Locate every line in the records below that contains the word "mirror" and copy each of those lines.

Entries from an annotation dataset
□ □ □ □

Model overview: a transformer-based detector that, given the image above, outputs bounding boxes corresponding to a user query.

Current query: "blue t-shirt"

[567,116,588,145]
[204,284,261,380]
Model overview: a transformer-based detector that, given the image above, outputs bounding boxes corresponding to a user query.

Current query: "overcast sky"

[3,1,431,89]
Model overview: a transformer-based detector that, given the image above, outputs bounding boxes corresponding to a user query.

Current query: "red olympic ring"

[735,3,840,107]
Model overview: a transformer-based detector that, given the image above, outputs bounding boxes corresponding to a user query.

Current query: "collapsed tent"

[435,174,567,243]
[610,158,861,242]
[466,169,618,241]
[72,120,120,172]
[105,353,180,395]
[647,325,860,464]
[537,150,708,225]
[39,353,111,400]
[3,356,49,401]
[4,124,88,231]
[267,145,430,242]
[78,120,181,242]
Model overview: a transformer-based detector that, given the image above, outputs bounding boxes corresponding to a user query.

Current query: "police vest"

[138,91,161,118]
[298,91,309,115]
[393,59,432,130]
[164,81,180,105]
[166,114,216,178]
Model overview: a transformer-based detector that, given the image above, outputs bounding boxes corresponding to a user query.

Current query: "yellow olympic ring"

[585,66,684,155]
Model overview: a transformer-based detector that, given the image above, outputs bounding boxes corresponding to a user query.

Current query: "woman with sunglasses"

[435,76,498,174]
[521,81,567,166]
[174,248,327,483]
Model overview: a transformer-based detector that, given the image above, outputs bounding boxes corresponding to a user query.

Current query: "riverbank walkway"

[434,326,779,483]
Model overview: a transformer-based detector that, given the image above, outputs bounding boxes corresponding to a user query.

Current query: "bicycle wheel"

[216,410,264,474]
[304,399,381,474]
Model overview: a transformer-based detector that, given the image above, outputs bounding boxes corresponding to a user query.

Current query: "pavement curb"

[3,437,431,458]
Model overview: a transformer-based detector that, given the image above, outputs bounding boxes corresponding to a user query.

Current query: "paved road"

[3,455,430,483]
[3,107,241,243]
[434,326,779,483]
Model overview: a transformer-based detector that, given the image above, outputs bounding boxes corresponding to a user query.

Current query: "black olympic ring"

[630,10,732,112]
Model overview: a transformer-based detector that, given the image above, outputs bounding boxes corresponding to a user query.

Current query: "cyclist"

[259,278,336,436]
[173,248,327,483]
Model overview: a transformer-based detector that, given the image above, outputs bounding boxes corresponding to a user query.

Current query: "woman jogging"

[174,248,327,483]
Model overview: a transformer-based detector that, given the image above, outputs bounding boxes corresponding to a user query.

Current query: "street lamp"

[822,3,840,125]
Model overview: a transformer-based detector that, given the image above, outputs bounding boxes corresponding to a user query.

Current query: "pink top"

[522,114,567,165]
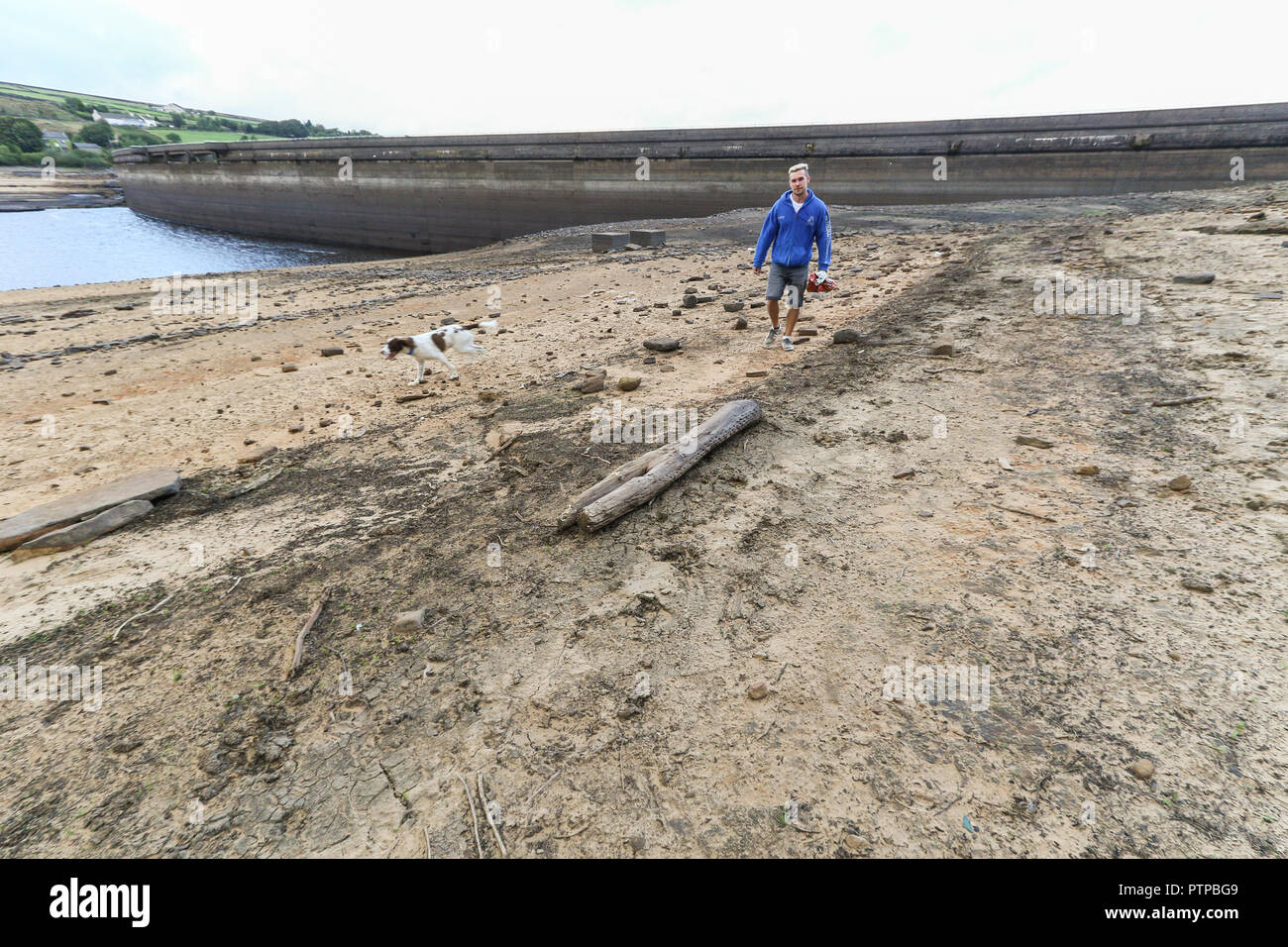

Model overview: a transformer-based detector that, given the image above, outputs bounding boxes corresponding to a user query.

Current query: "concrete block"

[590,231,627,254]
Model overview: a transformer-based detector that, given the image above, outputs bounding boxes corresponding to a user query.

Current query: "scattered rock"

[1128,760,1154,783]
[237,445,277,464]
[841,835,868,852]
[389,608,425,634]
[644,336,680,352]
[631,672,653,701]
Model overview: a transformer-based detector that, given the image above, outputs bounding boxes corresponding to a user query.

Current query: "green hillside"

[0,82,371,154]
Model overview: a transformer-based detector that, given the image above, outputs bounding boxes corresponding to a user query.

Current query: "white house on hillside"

[93,108,158,129]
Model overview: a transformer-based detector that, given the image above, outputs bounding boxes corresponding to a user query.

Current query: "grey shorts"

[765,263,808,309]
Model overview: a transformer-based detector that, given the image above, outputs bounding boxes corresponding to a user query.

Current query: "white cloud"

[5,0,1288,134]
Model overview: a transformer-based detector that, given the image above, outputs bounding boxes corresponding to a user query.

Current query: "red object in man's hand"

[805,271,836,292]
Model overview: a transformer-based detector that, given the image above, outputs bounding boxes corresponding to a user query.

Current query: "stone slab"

[13,500,154,562]
[0,469,179,553]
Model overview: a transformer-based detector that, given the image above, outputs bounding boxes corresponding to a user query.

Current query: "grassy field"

[0,82,368,151]
[0,82,261,123]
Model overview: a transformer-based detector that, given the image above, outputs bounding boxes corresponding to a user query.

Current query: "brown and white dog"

[380,320,496,385]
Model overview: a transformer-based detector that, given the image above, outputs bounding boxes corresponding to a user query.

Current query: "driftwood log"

[286,588,331,679]
[559,398,760,531]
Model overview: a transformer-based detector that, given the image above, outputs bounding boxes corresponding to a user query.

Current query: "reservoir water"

[0,207,407,291]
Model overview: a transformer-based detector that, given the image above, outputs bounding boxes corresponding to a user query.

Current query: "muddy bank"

[0,187,1288,857]
[0,167,125,213]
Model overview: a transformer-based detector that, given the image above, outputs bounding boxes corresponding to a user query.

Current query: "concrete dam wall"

[112,103,1288,253]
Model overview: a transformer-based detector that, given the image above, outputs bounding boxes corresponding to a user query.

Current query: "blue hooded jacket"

[751,189,832,269]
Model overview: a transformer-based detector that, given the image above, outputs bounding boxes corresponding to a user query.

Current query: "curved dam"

[112,103,1288,253]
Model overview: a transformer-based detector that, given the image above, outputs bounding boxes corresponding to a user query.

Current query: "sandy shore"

[0,185,1288,857]
[0,167,125,213]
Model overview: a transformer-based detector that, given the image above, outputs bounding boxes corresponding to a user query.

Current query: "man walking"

[751,163,832,352]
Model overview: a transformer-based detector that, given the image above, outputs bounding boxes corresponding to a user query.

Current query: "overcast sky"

[10,0,1288,136]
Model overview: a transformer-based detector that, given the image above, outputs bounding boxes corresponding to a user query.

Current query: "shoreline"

[0,167,125,214]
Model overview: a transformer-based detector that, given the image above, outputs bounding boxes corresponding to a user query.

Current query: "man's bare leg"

[774,307,802,339]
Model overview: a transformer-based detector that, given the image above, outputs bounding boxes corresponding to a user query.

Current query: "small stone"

[237,445,277,464]
[644,336,680,352]
[631,672,653,701]
[1128,760,1154,783]
[390,608,425,634]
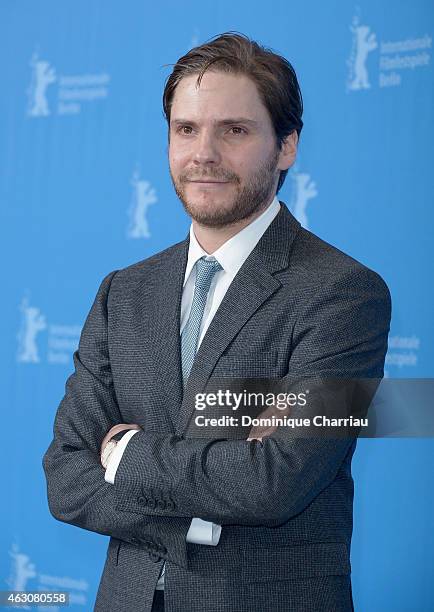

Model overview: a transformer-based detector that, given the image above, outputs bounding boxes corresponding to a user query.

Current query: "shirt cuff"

[186,516,222,546]
[104,429,139,484]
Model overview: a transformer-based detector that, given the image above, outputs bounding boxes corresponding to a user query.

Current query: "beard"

[170,148,279,228]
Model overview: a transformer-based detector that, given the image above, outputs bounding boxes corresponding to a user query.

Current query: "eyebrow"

[170,117,259,127]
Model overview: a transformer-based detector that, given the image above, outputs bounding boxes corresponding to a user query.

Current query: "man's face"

[169,71,286,227]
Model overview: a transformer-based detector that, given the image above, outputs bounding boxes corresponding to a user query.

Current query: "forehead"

[171,71,268,121]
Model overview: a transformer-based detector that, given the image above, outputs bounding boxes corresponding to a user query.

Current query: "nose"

[193,130,220,165]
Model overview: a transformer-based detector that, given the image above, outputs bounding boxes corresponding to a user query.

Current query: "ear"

[277,130,298,170]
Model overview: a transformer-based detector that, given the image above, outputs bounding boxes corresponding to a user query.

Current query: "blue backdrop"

[0,0,434,612]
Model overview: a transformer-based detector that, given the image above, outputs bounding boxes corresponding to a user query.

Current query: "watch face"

[101,439,117,468]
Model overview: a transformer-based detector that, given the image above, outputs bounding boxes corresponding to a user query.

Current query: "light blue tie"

[160,257,223,578]
[181,257,223,385]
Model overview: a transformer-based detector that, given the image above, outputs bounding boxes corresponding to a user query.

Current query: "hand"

[100,423,140,469]
[247,406,289,442]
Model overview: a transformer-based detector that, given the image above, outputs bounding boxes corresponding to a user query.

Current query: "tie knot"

[196,257,223,291]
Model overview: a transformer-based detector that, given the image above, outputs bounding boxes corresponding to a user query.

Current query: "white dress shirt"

[105,196,280,589]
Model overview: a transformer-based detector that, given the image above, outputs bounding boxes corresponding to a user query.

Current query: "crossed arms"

[43,268,390,566]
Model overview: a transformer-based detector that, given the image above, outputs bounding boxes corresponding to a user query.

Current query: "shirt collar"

[184,196,280,285]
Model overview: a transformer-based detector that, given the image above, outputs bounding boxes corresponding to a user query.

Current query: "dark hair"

[163,32,303,191]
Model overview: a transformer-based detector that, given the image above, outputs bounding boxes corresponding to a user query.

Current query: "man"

[44,33,390,612]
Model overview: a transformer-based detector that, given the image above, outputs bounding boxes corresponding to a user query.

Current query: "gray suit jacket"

[43,202,391,612]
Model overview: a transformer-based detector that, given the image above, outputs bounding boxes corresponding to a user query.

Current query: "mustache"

[178,172,240,183]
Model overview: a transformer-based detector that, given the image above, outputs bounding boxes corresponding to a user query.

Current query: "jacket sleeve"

[114,267,391,527]
[43,271,191,565]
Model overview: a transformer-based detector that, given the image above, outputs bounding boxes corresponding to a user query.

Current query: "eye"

[176,125,193,136]
[230,125,247,136]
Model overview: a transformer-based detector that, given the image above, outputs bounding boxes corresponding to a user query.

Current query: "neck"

[192,195,274,255]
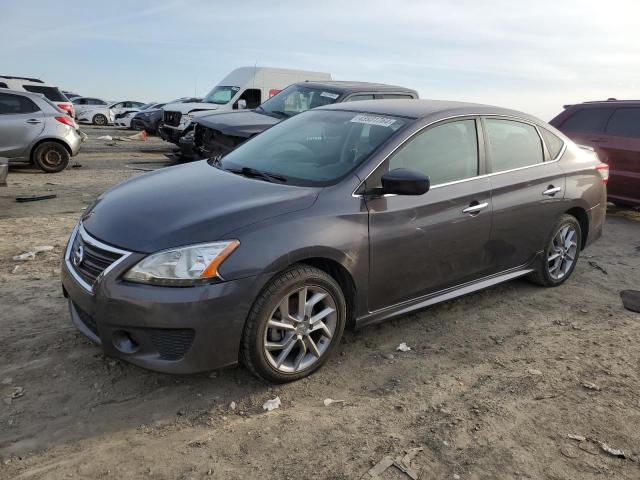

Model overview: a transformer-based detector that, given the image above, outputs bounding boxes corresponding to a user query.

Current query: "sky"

[0,0,640,120]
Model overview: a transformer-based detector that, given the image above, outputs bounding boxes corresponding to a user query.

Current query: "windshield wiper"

[225,167,287,183]
[269,110,291,118]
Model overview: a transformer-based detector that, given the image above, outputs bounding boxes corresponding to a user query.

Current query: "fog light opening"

[113,330,140,353]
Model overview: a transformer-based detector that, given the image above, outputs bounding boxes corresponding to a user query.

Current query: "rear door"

[0,92,44,158]
[483,117,565,273]
[365,117,491,311]
[599,107,640,204]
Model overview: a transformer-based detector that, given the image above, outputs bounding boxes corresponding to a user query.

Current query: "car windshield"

[259,85,340,117]
[202,85,240,105]
[218,110,409,186]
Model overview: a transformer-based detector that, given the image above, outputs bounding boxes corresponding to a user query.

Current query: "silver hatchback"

[0,90,86,173]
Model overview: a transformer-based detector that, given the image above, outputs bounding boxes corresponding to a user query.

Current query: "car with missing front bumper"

[179,80,418,159]
[62,100,607,382]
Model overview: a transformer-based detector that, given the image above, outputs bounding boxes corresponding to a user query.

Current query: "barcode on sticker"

[350,113,395,127]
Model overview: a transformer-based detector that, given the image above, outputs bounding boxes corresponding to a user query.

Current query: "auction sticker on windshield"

[350,113,396,127]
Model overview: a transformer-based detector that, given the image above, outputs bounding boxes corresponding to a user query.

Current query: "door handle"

[542,185,562,197]
[462,202,489,215]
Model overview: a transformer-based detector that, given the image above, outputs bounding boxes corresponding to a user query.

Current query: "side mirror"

[381,168,431,195]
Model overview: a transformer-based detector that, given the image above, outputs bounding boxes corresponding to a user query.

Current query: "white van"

[160,67,331,144]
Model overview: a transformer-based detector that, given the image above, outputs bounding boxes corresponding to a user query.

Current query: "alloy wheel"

[263,285,338,373]
[41,147,62,168]
[547,225,578,281]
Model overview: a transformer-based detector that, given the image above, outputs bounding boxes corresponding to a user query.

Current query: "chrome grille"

[65,225,129,291]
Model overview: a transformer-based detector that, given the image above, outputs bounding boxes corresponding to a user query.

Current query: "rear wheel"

[33,142,71,173]
[92,113,108,127]
[529,214,582,287]
[242,265,346,383]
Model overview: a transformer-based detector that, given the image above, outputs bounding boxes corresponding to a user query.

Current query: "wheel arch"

[265,247,359,328]
[29,137,73,163]
[564,206,589,250]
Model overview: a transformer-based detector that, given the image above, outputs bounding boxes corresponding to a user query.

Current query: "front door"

[364,118,491,311]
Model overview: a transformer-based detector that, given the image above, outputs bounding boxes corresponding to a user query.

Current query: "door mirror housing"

[381,168,431,195]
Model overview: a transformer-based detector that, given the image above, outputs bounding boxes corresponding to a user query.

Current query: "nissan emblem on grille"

[72,242,84,267]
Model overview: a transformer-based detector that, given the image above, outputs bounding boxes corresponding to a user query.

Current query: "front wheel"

[529,214,582,287]
[242,264,346,383]
[33,142,71,173]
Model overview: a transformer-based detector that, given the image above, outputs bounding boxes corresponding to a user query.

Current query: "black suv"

[180,81,418,160]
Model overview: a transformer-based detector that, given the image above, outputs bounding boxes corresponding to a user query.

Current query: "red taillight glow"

[56,117,76,128]
[596,163,609,185]
[58,103,75,117]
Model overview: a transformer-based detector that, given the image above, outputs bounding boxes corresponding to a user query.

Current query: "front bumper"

[159,125,183,145]
[61,226,260,374]
[178,135,201,160]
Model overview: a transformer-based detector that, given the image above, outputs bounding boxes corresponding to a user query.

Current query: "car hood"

[82,160,320,253]
[163,102,224,114]
[197,110,283,138]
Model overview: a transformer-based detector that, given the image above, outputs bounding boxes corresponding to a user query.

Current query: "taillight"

[56,116,76,128]
[596,163,609,185]
[58,103,75,117]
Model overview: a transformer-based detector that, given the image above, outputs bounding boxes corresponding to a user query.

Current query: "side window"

[486,118,544,172]
[345,93,375,102]
[540,128,564,160]
[607,108,640,138]
[234,88,262,108]
[367,120,478,189]
[380,93,413,100]
[560,108,613,133]
[0,93,40,115]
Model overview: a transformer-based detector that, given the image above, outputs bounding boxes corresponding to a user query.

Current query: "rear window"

[486,119,544,172]
[560,108,613,133]
[23,85,69,102]
[382,93,413,100]
[0,93,40,115]
[607,108,640,138]
[540,128,564,160]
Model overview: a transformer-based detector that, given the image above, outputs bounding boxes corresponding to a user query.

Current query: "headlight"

[123,240,240,286]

□ □ □ □

* **SOLUTION TO THIS PROBLEM**:
Current query: "side mirror"
Current query: "door mirror housing"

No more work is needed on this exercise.